Anxiety has been linked to processing biases that preferentially encode threatening information, though alternative explanations such as response bias have also been proposed. The study introduces a novel paradigm that eliminates interpretative ambiguity by requiring participants to make a neutral button press to a neutral dot probe. The dot probe’s position on a visual display was varied relative to threat‑related or neutral words, and probe‑detection latencies were used to gauge how threat stimuli influenced visual attention distribution. Clinically anxious participants consistently shifted attention toward threat words, yielding faster probe detection, whereas controls shifted attention away, supporting an anxiety‑related encoding bias that may sustain mood disorders.

Abstract

Recent research has suggested that anxiety may be associated with processing biases that favor the encoding of emotionally threatening information. However, the available data can be accommodated by alternative explanations, including response bias accounts. The current study introduces a novel paradigm that circumvents such interpretative problems by requiring subjects to make a neutral response (button press) to a neutral stimulus (visual dot probe). The position of this dot probe was manipulted on a VDU (visual display unit) screen relative to visually displayed words, which could either be threat related or neutral in content. Probe detection latency data were then used to determine the impact of threat-related stimuli on the distribution of visual attention. Clinically anxious (but not clinically depressed) subjects consistently shifted attention toward threat words, resulting in reduced detection latencies for probes appearing in the vicinity of such stimuli. Normal control subjects, on the other hand, tended to shift attention away from such material. The results were interpreted as supporting the existence of anxiety-related encoding bias, and it is suggested that this cognitive mechanism may contribute to the maintenance of such mood disorders.

——————

ACTION ITEM:
Please list every group of subjects named in the "Abstract" section of the text on anxiety and visual attention. The records have nothing to do with this.

——————

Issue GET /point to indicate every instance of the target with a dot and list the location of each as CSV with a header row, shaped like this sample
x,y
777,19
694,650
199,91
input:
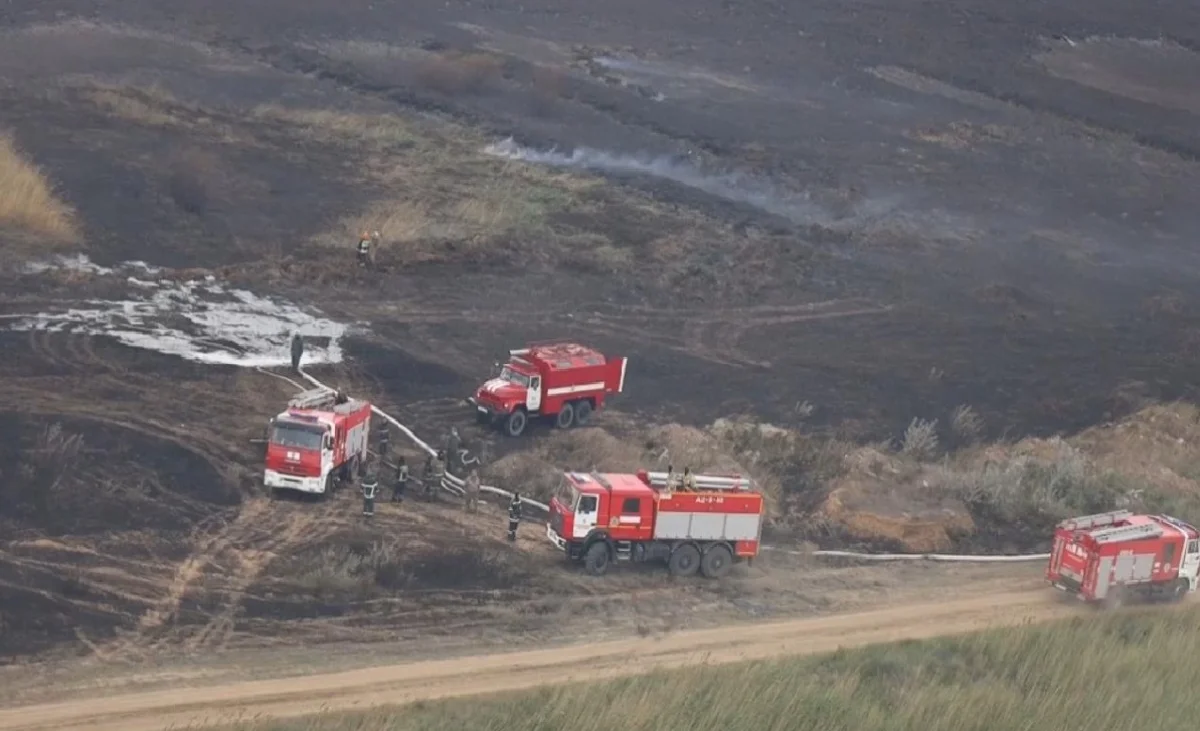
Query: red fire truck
x,y
323,436
563,381
1109,557
600,519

——————

ANSWER BOX:
- Clinically anxious subjects
- Clinically depressed subjects
- Normal control subjects